■ **Problem to solve**: Only the lines from the one containing "Mark the pectoral" through the final line of the material below should be output, exactly as they stand.

*** Input records Section Begins ***

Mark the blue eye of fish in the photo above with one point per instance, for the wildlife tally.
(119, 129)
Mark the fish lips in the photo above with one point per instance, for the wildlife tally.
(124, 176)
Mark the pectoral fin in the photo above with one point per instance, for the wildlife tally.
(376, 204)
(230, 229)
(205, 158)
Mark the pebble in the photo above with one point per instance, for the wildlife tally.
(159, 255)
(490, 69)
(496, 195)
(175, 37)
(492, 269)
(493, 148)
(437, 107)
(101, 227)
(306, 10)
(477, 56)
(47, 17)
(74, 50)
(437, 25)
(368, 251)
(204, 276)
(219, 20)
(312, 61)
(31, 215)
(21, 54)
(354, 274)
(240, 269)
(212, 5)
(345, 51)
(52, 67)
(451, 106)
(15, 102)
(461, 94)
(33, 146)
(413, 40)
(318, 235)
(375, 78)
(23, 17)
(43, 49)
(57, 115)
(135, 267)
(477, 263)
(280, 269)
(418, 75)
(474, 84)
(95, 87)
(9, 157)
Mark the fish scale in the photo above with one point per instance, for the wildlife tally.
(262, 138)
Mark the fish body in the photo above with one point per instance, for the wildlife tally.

*** Input records Section Ends ***

■ **Expected answer**:
Mark the pectoral fin in the photo above with one point per instance, for the wildlife tally.
(376, 204)
(230, 229)
(205, 158)
Mark the pebble in the photo above with one point per instance, for the wildlife tally.
(159, 255)
(490, 69)
(496, 195)
(175, 37)
(492, 269)
(493, 148)
(437, 107)
(101, 227)
(306, 10)
(477, 56)
(47, 17)
(74, 50)
(437, 25)
(368, 251)
(204, 276)
(219, 20)
(312, 61)
(31, 215)
(21, 54)
(354, 274)
(240, 269)
(212, 5)
(345, 51)
(52, 67)
(451, 106)
(15, 102)
(461, 94)
(33, 146)
(413, 40)
(318, 235)
(375, 78)
(23, 17)
(43, 49)
(57, 115)
(135, 267)
(477, 263)
(280, 269)
(418, 75)
(474, 84)
(95, 87)
(9, 157)
Mark the fish scale in the photo above with one point per instance, for the wildlife tally.
(262, 138)
Mark the fish body in the photo above with one point per instance, for the wildlife tally.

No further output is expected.